## Selected passage:
-=-=-

I'll just touch on 1 1 thing that we've added to our own internal processes that

is definitely, I think, a core concept of DevOps and maybe not as corrugated in DataOps, but definitely very relevant there. And that is the

idea of canary rollouts.

Like, a canary rollout in software engineering is you have your

modified software artifact. You throw it also into production. You run some shadow traffic against it, and you see if they've got higher error rates than with your production microservice. And if you do, probably a good sign that you've screwed something up and you should roll it back and not do the full on canary or the full on rollout of your canary.

We've brought the exact same thing to Tecton into our platform and how we roll out our software.

And it's not just the software itself, but it's actually the data pipelines now too. And so whenever we roll out a new version of Tekton,

we need to be super careful that the data pipelines

for machine learning that we are managing,

that as we upgrade those for our customers, that we don't break things by accident.

And so we actually do deploy now canary data pipelines

in our customer's environment, and we do now look at the output of those data pipelines and

compare that output to

the source of truth, the previous system that's been or that's still running in production.

And if there are deviations between the output of those 2 different pipelines, then we realize, okay. There's probably an issue here.

Now we need to issue a rollback, and developer

needs to go in there and debug and see what's going on. And that's been extremely helpful in giving our developers confidence

to implement things quickly, iterate very quickly, and very safely roll out changes

to all of our customers who are running on our system to manage these data pipelines for ML in a in a safe way. It's the idea that democratization of access to data that we mentioned maybe gets in the way of the security thing, but I think it gets in the way of the data ops movement in some ways. And that does not exist as much in software engineering. So

perhaps data is a little bit more accessible and is more important to common

information workers

nowadays. So that means, like, we want for more people to partake in the analytics

process. Right? General, like, we want for more people to create data visualization

on the consumption layer, but I think it's true too that we want more people to speak SQL, learn SQL, derive data sets. And maybe that's not true, but I've been working a lot in that direction of, like, enabling more people

to write pipelines and to derive dataset and to just become more sophisticated

up the level of data literacy.

And that's a move in data that brings in all information workers, and we don't really have that in software engineering, you know, in the same way, right? Like what would be the DevOps movement that's all about kinda rigor and processes and certain way of doing things.

-=-=-

## What you will do:
1. In the talk on canary rollouts and DataOps, what are all the things the speaker says "we want" more people to do?
2. Write the next part of the talk on canary rollouts and DataOps, picking up after its final sentence.

## Region annotation entries:
-=-=-

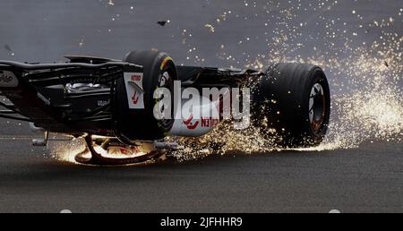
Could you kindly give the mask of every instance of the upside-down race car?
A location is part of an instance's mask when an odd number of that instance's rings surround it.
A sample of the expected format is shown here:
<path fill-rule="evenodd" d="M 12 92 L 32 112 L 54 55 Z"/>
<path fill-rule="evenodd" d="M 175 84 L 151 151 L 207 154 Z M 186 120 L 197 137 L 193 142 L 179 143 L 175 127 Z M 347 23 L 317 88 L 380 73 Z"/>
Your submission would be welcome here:
<path fill-rule="evenodd" d="M 86 150 L 76 156 L 81 163 L 121 165 L 159 158 L 176 149 L 165 138 L 202 136 L 223 121 L 223 96 L 209 98 L 216 107 L 200 108 L 216 108 L 219 117 L 177 119 L 174 107 L 162 107 L 173 116 L 156 118 L 154 90 L 165 88 L 174 95 L 174 81 L 183 88 L 230 91 L 251 86 L 251 123 L 263 135 L 276 131 L 283 147 L 318 145 L 328 129 L 330 89 L 323 71 L 315 65 L 275 64 L 265 72 L 180 66 L 157 51 L 131 52 L 124 61 L 66 58 L 70 61 L 64 64 L 0 61 L 1 95 L 11 102 L 0 101 L 0 117 L 30 122 L 32 129 L 43 131 L 45 138 L 35 145 L 46 145 L 48 133 L 83 137 Z M 131 155 L 102 155 L 115 151 Z"/>

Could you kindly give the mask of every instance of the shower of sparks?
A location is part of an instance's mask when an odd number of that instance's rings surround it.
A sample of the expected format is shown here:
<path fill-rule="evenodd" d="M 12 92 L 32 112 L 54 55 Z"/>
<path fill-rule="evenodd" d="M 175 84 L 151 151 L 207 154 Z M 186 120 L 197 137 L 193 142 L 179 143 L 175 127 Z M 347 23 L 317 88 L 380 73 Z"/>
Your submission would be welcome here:
<path fill-rule="evenodd" d="M 263 6 L 270 15 L 264 26 L 274 24 L 275 28 L 271 29 L 272 31 L 265 32 L 269 48 L 267 54 L 253 56 L 244 53 L 244 57 L 238 58 L 223 50 L 226 45 L 220 44 L 218 56 L 229 64 L 246 63 L 245 68 L 257 70 L 262 70 L 273 62 L 309 63 L 324 68 L 330 77 L 332 90 L 330 133 L 319 147 L 296 150 L 350 149 L 356 148 L 363 142 L 376 141 L 402 142 L 403 29 L 401 28 L 399 33 L 387 32 L 385 30 L 393 26 L 396 21 L 400 24 L 403 22 L 401 10 L 397 16 L 400 16 L 399 19 L 394 16 L 380 19 L 367 25 L 359 24 L 357 29 L 355 29 L 340 18 L 327 18 L 322 16 L 322 13 L 318 13 L 319 21 L 315 21 L 315 24 L 299 21 L 298 13 L 308 12 L 300 1 L 296 6 L 291 3 L 287 5 L 284 3 L 269 2 Z M 246 1 L 244 4 L 245 7 L 251 7 L 251 4 Z M 313 11 L 330 11 L 337 4 L 337 1 L 323 1 L 314 6 Z M 274 10 L 279 11 L 281 16 L 274 18 Z M 359 21 L 363 20 L 362 12 L 356 9 L 351 13 L 356 15 Z M 244 20 L 248 21 L 249 17 L 244 17 Z M 223 21 L 220 22 L 221 26 L 225 26 Z M 322 26 L 325 30 L 317 34 L 305 34 L 304 29 L 309 26 Z M 363 30 L 364 28 L 367 29 Z M 363 42 L 357 45 L 356 38 L 368 34 L 370 29 L 373 32 L 379 31 L 380 36 L 371 43 Z M 318 44 L 324 43 L 324 47 L 308 47 L 301 42 L 304 38 L 307 38 L 307 43 L 312 39 L 316 39 Z M 240 40 L 238 45 L 245 46 L 246 42 L 253 39 L 254 38 L 245 38 Z M 311 48 L 313 53 L 308 56 L 301 55 L 307 48 Z M 279 150 L 274 141 L 263 138 L 257 129 L 251 127 L 244 131 L 234 131 L 228 124 L 221 124 L 202 138 L 170 140 L 177 141 L 181 144 L 182 149 L 172 153 L 179 160 L 203 158 L 214 153 L 254 153 Z"/>
<path fill-rule="evenodd" d="M 398 8 L 394 15 L 375 16 L 364 15 L 365 11 L 348 5 L 344 13 L 356 19 L 351 23 L 331 12 L 338 6 L 340 10 L 342 3 L 337 0 L 245 0 L 242 4 L 248 13 L 227 9 L 214 21 L 203 22 L 203 30 L 214 38 L 226 23 L 233 23 L 232 20 L 249 22 L 263 17 L 260 23 L 266 30 L 244 37 L 240 31 L 233 44 L 217 39 L 217 57 L 230 67 L 244 65 L 257 70 L 276 62 L 313 64 L 322 66 L 329 77 L 332 98 L 329 134 L 319 147 L 297 150 L 350 149 L 371 141 L 403 142 L 402 8 Z M 195 30 L 182 28 L 175 38 L 179 38 L 188 51 L 186 61 L 202 65 L 207 59 L 198 53 L 202 48 L 193 36 Z M 234 44 L 242 50 L 262 41 L 267 47 L 261 54 L 230 49 Z M 253 127 L 234 131 L 230 123 L 201 138 L 167 140 L 179 142 L 181 149 L 172 153 L 179 160 L 236 150 L 253 153 L 279 150 L 274 138 L 263 138 Z"/>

-=-=-

## Expected outputs:
1.
- Partake in the analytics process
- Create data visualization on the consumption layer
- Speak SQL
- Learn SQL
- Derive data sets

2.
Adding like more structure on top of things so we can do things more progressively,

more continuously.

Like, how does that work in data while we're also trying to bring in, like, just a new wave of people? Is that okay to tell them, like, oh, now if you wanna play that game,

you gotta use this very complex framework.

I think it's fundamentally not the same. We haven't really talked about we've talked about what's similar between the DevOps movement, DataOps movement. We haven't talked about what's different. And some things are very different, like the data gravity, like data is heavy and it's hard to move.

Whereas

software, you know, you can write a unit test suite that, you know, test the whole software in 10 minutes maybe or maybe in an hour, but you can't really write a unit test suite for the data warehouse too. Or maybe you can, you know, but it's a little bit more tricky. You're not gonna get the same level of

certainty and confidence that what you're building is not gonna break.

Like, maybe, Lior, you can talk to that too, you know, because maybe I can I can go off of that?

Consulted.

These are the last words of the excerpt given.